### Data extract
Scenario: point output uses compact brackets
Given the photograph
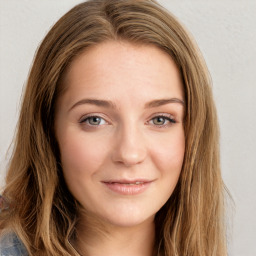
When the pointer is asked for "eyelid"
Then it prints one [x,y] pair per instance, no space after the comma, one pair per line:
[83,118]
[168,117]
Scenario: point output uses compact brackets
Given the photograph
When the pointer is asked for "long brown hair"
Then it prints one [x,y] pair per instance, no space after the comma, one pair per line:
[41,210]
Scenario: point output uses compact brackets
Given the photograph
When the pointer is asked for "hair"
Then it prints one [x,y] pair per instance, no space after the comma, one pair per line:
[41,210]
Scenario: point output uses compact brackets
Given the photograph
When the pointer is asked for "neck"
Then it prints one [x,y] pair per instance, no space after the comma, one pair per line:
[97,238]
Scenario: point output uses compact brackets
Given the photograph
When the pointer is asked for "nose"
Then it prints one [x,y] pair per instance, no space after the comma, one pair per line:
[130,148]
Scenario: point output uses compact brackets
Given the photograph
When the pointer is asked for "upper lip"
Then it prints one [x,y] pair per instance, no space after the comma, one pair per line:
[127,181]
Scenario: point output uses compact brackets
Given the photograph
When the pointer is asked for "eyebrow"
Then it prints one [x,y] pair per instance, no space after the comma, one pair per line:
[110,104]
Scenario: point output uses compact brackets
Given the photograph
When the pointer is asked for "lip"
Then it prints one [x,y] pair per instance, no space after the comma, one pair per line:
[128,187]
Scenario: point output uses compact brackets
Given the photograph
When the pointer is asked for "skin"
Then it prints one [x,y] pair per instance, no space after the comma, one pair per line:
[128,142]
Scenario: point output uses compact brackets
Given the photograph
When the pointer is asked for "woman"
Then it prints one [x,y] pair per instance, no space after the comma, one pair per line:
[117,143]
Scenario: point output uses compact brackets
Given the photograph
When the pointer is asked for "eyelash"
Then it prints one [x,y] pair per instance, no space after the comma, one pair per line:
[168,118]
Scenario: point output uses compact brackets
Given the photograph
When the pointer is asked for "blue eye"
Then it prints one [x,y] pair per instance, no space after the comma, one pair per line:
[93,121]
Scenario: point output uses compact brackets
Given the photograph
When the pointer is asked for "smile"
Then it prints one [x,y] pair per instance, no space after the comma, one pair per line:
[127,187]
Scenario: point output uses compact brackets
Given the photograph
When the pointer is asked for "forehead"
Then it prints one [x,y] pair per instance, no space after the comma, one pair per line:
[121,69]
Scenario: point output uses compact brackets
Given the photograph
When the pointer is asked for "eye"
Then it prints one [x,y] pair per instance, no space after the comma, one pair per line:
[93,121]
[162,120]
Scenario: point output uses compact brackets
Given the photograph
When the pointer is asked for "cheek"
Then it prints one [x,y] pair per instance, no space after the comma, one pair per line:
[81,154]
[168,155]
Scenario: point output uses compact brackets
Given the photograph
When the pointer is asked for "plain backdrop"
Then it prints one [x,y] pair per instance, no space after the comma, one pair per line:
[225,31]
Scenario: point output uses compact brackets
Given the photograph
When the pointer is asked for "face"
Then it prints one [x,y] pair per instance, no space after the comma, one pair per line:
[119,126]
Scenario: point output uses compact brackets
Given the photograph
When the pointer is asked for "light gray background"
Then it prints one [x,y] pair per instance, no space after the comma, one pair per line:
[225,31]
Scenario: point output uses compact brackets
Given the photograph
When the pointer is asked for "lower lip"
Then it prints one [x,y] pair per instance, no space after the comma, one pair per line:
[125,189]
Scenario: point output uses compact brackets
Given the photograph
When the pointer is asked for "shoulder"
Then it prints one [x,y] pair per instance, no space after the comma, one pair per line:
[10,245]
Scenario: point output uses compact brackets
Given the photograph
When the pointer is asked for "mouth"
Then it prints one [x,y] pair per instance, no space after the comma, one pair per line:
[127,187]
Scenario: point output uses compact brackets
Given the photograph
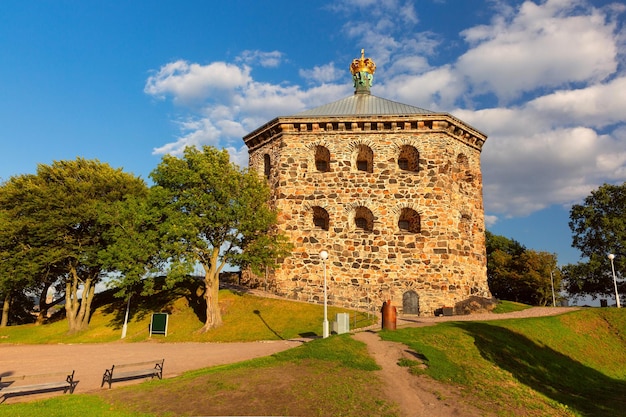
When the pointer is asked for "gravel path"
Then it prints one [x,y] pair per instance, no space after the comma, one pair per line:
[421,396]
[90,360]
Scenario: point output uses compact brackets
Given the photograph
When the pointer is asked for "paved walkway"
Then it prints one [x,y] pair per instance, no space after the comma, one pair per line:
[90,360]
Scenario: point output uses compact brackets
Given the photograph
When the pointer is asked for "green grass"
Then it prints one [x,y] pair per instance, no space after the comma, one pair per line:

### What you have to do
Drop the pictures and reproduce the rest of the entries above exactly.

### Solution below
Scenario: point output uses compact brackets
Given the photograph
When the pointer is asked for "eyelid"
Then it prints one [x,y] pair per instance, no space after the comma, one pair per line:
[83,118]
[168,117]
Scenario: point output uses compact brackets
Given the photograph
When the pointer is asked for "long brown hair"
Then it prints one [x,y] pair per instance, no space after the comma, one pair per line:
[41,210]
Scenario: point output uses compact brackets
Given the photograph
When the pointer is asked for "hair"
Then it prints one [x,y] pair per instance, no space after the comma, one pair per line:
[41,210]
Scenario: point output uses compact brackets
Given the photograph
When the pointer is asked for "neck"
Then it prints one [x,y] pair per instance, no space after the comma, one pair per line:
[97,238]
Scenario: point output uses compact brackets
Given the photograph
When the pointer is asked for "nose"
Then it prints one [x,y] pair per instance, no space after the comma, one pair per line:
[130,148]
Scenario: point output uses compact brackets
Given the photograph
When the pointer is asked for "upper lip"
Then it prints one [x,y] pair per instance, no space after the comma, one pair per line:
[127,181]
Scenario: point output uses compact brackets
Given the photograph
When the pointer is asked for "eyebrow"
Then it prints one [x,y] pair per instance, no space after the comma, one pair per line:
[110,104]
Scenario: point output uses compact brackets
Given the photograph
When the pointer is asked for "lip"
Then it prints one [x,y] pair per instance, no space after the comma, one pair per line:
[128,187]
Scenario: point output uses compact brackets
Given the photograph
When the pointer is asked for "skin"
Then it prints one [x,y] pair per instance, no space after the comma, one pair per line:
[128,142]
Scenario: point output uses compact brackets
Given the photograph
When the pointer is asked for "woman"
Then it prints one [x,y] pair per instance, no space after the comma, one pair per line:
[117,143]
Scenario: point output uses compact brackets
Given the photograph
When the pointer is asked for "eyelash"
Then it prints one [x,y] pair per instance, no space after the comma, one pair per line:
[168,118]
Scenario: point output uses compact brackets
Given the photograph
When the pointer is asked for "blue eye"
Then it prints one [x,y] pair per instance, no space after the comma, one pair per line:
[93,121]
Scenario: point output uses compact brackets
Given the photograph
When the pointer is asked for "smile"
Then it prints one [x,y] pair per instance, no space after the comma, one pair per line:
[127,187]
Scenario: point output uses compact brackets
Given the photograph
When the pointer is asked for "forehead"
Then it prints one [x,y] pair per instance, no space after the comma, one pair per line:
[121,69]
Scenario: point output uses compact brackets
Given the photograph
When the pointer is asked for "eye"
Then it prints one [x,y] pair per instance, no space after the comma, one pair per line:
[93,121]
[162,120]
Scenario: point output uses compact brackets
Given the photograph
When the pointer is asked for "cheek"
Then it prints one [x,y] pair per instance, no space after the comma, one pair per line:
[81,154]
[168,155]
Scenario: point output uses compact brackets
Given the photograph
When the pointer is asked for "plain backdrop"
Then it prints one [x,y] pair per instance, no space after the comma, one pair per line:
[225,31]
Scenario: point output uses compact brackets
Given the photograph
When the pointer is asked for "face"
Then it prints one [x,y] pair per instance, no space after the comma, one pair per line:
[119,126]
Scenario: point output uses compact brackets
Given the photograph
When the pointer is asked for "light gray background"
Then it prints one [x,y] pair per instance, no space after the comma, one pair per line:
[225,31]
Scenario: point output uses compact brackets
Given the photograph
When the pointer is asked for "lower lip"
Then it prints one [x,y] pair per instance, no space after the comma, one pair per line:
[125,189]
Scenario: point output uses compact brackets
Given the photograph
When the pointer is asked for "shoulder"
Then it prints one [x,y] pair per instance, no space after the comma, one pair per line:
[10,245]
Scenario: point output uses compact brackets
Given the photograph
When the pointer is asked for "mouth"
Then it prints one [x,y] pair per instance, no space after the comma, one pair per line:
[127,187]
Scenario: point output uses compact brackets
Given the photograph
When the pointer is asked for "gravel path"
Then it prints one [x,y] pair per instance, no space after the comma, one pair per line:
[421,396]
[90,360]
Scenario: point output uses compact brackets
Given the photograph
When the pointer is asked for "paved walkway"
Then it prints one [x,y] pair per instance, no space after the comma, one pair per line:
[90,360]
Scenario: point output uses compact brackets
Given the photograph
When the pointer is asked for "green grass"
Then it prints one [x,y] pair per instance, no space after the comma, one pair per line:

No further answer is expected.